USING THE INFORMATION |
1 – According to the Burri review, in what country was Alberto Burri captured in 1943?
2 – Write the next part of the Burri review, starting after its final sentence.

‘Trauma” is the operative word in Alberto Burri’s retrospective “The Trauma of Painting” at the Guggenheim. One of the most innovative outliers in the field of postwar abstraction, the late Italian modernist sought out unconventional industrial materials when other artists were stuck on paint, and he didn’t hesitate to refer to the body when others were trying to erase it from art.
Burri started experimenting with art making while in a Texas POW camp after having been captured in Tunisia in 1943. He’d been an officer in the Italian medical corps, and the sutures, scars, scabs, skin grafts, blisters, and burns he witnessed all made their way into the visceral abstractions that curator Emily Braun gathered for the show. But it is the trauma that he inflicted on his materials—melting, burning, stitching—that appears so beautifully raw against the purity of Frank Lloyd Wright’s spiral.
Burri titled his works after his materials and processes, from the early “Sacchi” (Sacks), ripped burlap bags with red pigment, to his “Cretti” (Cracks), combining unbound pigments and binders that dried into fissures. His assemblages, such as the 1960s “Combustioni Plastiche” (Plastic Combustions), sheets of PVC melted into webbed masses, are satisfyingly grotesque.

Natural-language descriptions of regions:
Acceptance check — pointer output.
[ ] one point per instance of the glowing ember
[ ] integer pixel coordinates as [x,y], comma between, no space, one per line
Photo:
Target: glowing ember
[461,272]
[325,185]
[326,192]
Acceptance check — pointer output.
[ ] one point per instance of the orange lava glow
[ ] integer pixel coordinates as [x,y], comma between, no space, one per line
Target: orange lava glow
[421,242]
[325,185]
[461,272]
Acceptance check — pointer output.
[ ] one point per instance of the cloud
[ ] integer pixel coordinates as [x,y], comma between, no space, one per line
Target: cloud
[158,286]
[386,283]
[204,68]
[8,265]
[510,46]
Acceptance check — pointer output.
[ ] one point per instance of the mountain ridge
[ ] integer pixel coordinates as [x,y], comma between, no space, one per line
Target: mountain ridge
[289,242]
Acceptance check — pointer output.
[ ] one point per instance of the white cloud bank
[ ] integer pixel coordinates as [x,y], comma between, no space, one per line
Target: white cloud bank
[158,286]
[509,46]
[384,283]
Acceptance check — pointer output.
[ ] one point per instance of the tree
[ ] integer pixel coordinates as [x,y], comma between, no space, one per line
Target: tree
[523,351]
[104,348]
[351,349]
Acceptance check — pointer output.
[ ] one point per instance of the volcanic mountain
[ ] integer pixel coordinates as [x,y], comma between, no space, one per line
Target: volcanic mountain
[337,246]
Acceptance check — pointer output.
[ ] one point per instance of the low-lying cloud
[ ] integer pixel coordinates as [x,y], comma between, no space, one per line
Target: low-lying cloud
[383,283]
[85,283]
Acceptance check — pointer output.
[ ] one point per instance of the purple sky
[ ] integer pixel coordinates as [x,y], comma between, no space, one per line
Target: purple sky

PER-TASK ANSWERS |
1 – Tunisia

2 –
Trauma yielded to more formalist experimentation in the 1970s and ’80s with the “Cellotex” compositions—geometric forms made from incising industrial particleboard. These inspired several of the suites in “Albert Burri: Grafica” at Luxembourg & Dayan gallery nearby. Materials, like process, were still key elements with Burri’s stunning re-creations of three-dimensionality in editioned form. For a series of 1971 “Cretti,” Burri used chalk and gesso to make editions resembling cracking skin. Suites mirroring his “Cellotex” series consisted of cardboard forms fit together with glue. These, with their intense pigments, halo shapes, and gold leaf, were a fitting coda to all the trauma.